> _OBJECTIVE A_: Extract the passage of the Father's Day article below that runs from "Hunter gatherers have" up to and including "industrial working patterns.", copying it word for word.

===== TEXT SHOWN =====

Father’s Day: Meet the tribe where fathers suckle infants
June 16, 2016
This page was created in 2016 and may contain language which is now outdated.
To mark Father’s Day (June 19) Survival International is celebrating the extraordinarily close parenting of rainforest tribes in central Africa, including some “Pygmy” tribes where fathers spend more time with their children than most parents in industrialized societies – and some have even been known to suckle infants.
A study has suggested that fathers from the Bayaka “Pygmy” tribe in the northern Congo hold their children for up to 20% of the day, and are far more likely to kiss or cuddle their children than the women.
The same study also found that Bayaka fathers were far less likely to engage in “rough and tumble” style play to create bonds with their children than their farming neighbors, instead preferring to communicate gently. This was shown to produce extremely nuanced understanding and communication between parent and child, even with children under 18 months old.
Hunter gatherers have developed ways of life which are largely self-sufficient and extraordinarily diverse. They are also widely known to foster close ties within families and communities and to afford more leisure time than pastoral, farming, or industrial working patterns.
Statistics like these suggest that rather than being considered backward or primitive, tribal peoples should be respected as contemporary societies who enjoy high qualities of life, especially if their right to determine their own futures is respected.
Despite this, many tribal peoples in central Africa are under threat. Their lands and resources are being stolen in the name of “progress” and “conservation.”

===== PROVIDED INFORMATION =====

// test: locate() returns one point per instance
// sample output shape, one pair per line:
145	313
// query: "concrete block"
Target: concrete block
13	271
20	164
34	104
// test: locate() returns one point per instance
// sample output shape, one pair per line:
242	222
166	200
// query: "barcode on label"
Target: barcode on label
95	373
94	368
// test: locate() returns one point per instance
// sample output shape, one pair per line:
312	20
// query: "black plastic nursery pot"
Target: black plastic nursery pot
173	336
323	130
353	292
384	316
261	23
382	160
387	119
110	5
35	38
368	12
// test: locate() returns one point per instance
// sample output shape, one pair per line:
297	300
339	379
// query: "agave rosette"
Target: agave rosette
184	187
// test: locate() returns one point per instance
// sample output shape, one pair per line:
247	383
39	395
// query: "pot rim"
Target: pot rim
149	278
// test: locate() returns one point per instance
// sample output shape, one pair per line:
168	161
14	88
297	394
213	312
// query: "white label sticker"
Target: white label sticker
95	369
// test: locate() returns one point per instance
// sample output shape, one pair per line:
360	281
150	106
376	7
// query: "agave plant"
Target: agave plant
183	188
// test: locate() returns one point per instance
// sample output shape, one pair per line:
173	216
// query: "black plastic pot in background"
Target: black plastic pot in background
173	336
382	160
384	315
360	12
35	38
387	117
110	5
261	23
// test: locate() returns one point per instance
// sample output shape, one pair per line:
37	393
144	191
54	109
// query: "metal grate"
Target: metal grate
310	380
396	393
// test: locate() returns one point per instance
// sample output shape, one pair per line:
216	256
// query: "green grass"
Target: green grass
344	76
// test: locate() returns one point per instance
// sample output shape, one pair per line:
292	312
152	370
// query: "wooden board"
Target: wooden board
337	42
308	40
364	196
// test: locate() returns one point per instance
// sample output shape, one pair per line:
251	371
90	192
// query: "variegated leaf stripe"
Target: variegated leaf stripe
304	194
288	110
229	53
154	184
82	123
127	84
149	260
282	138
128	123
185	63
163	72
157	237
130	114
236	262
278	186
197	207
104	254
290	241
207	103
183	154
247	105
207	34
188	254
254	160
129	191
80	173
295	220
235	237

=====

> _OBJECTIVE B_: Pick out every line in the rows above that contains the string "concrete", matching case exactly.

> _FULL RESPONSE A_:
Hunter gatherers have developed ways of life which are largely self-sufficient and extraordinarily diverse. They are also widely known to foster close ties within families and communities and to afford more leisure time than pastoral, farming, or industrial working patterns.

> _FULL RESPONSE B_:
// query: "concrete block"
Target: concrete block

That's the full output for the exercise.